Exercise directions:
Rewrite the lines below with every "single dot" changed to "one mark" and nothing else altered. Leave out the pictures.
═══ Record list ═══
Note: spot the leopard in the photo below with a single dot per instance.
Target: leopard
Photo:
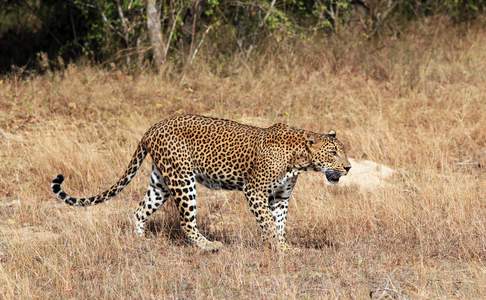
(220, 154)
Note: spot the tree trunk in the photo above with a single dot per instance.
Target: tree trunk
(155, 33)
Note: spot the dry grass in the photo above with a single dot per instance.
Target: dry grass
(417, 104)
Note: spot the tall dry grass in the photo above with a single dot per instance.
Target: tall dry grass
(416, 103)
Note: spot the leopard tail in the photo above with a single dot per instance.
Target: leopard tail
(130, 172)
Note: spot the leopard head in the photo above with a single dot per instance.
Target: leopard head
(327, 155)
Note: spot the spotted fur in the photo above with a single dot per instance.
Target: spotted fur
(264, 163)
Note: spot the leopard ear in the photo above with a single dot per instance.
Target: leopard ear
(311, 139)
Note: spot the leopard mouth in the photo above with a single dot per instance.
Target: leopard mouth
(332, 176)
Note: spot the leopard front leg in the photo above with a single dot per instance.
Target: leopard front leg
(278, 202)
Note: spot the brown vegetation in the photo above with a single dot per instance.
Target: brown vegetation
(416, 103)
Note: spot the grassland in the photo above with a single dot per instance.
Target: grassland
(417, 103)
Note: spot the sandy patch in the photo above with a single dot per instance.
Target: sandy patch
(367, 175)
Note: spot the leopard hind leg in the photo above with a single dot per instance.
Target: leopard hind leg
(156, 195)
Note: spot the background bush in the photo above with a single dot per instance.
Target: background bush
(47, 34)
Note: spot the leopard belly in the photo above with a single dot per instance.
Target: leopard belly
(220, 183)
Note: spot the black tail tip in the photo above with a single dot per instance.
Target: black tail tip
(59, 179)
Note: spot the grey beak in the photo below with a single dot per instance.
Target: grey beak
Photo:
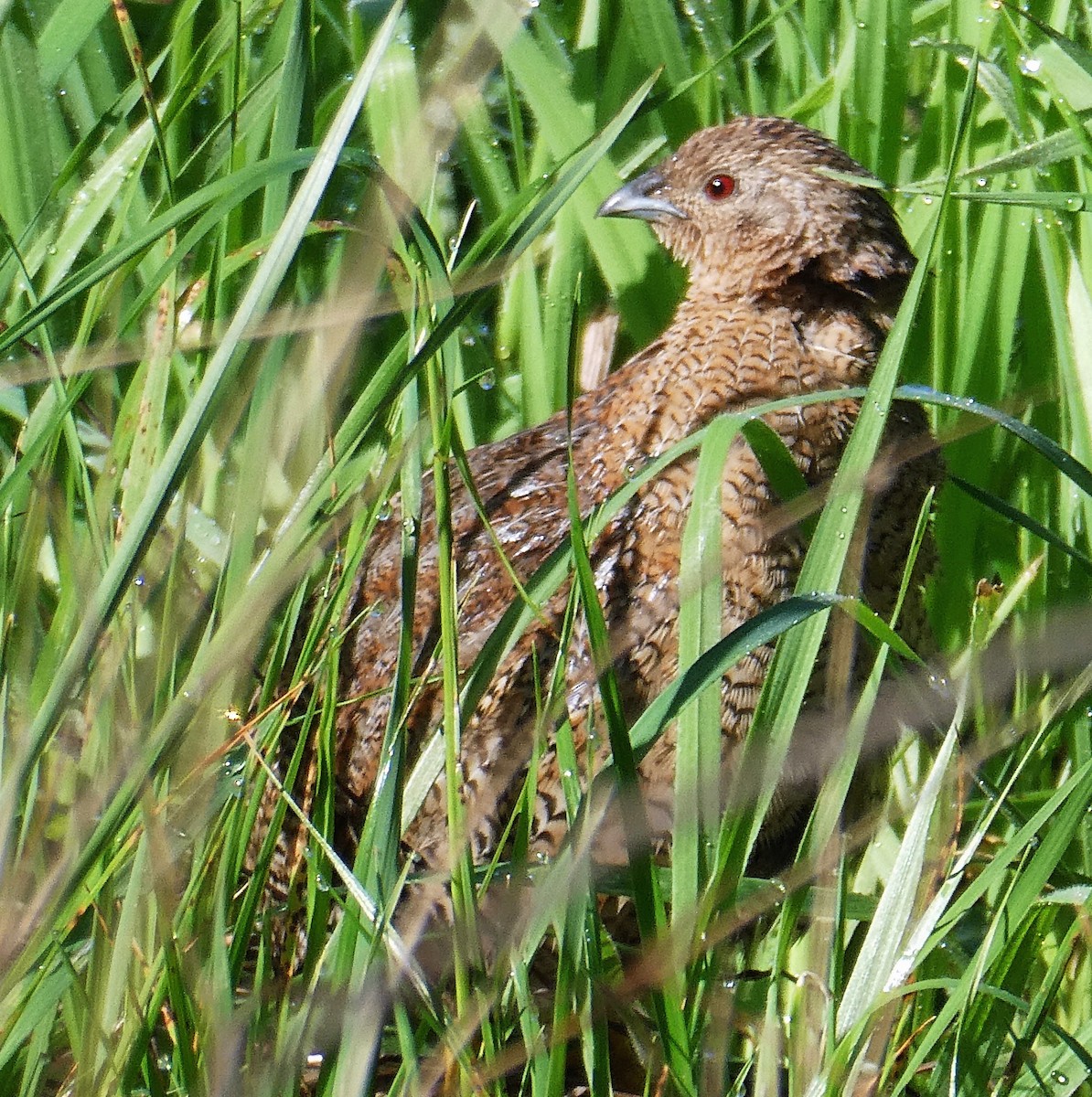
(637, 198)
═══
Task solution:
Note: spot the leopard in the photo below with a one mark per instance.
Target: leopard
Photo:
(220, 154)
Note: spot the tree trunk in the photo above with a one mark per instance.
Target: tree trunk
(155, 33)
Note: spot the dry grass in the photo above with a one mark per instance.
Target: dry grass
(417, 104)
Note: spot the tall dry grass in the photo above with a one mark per instance.
Target: tall dry grass
(416, 103)
Note: spot the leopard tail in the photo above with a one mark per instance.
Target: leopard tail
(130, 172)
Note: spot the leopard head in the photo above with a one mark per instance.
Target: leopard head
(327, 155)
Note: spot the spotted fur in the photo above with a one mark per instance.
Target: spotted fur
(264, 163)
Note: spot the leopard ear in the photo above with a one mark per instance.
Target: leopard ear
(311, 139)
Note: spot the leopard mouth in the photo above with a one mark per instance.
Target: leopard mouth
(332, 176)
Note: spot the leopard front leg in the photo above with a one mark per instance.
Target: leopard front leg
(278, 202)
Note: spot the brown vegetation in the photo above with a one mark per instance.
Target: brown vegetation
(416, 103)
Note: spot the grassland in the photo above with a one mark per instance.
Target: grassland
(417, 103)
Note: spot the sandy patch in the photo above with a one mark per instance.
Target: sandy patch
(367, 175)
Note: spot the leopard hind leg in the photo above with a one mark per instance.
Target: leopard hind leg
(156, 195)
Note: spot the background bush in the photo above with a one mark per instance.
Target: background bush
(47, 34)
Note: spot the leopard belly in the photo above with a one mark per instance.
Target: leopard belly
(220, 183)
Note: spot the black tail tip in the photo above with a one mark per instance.
Target: black tail tip
(59, 179)
Note: spot the grey beak in the photo below with a one mark per instance.
Target: grey beak
Photo:
(637, 198)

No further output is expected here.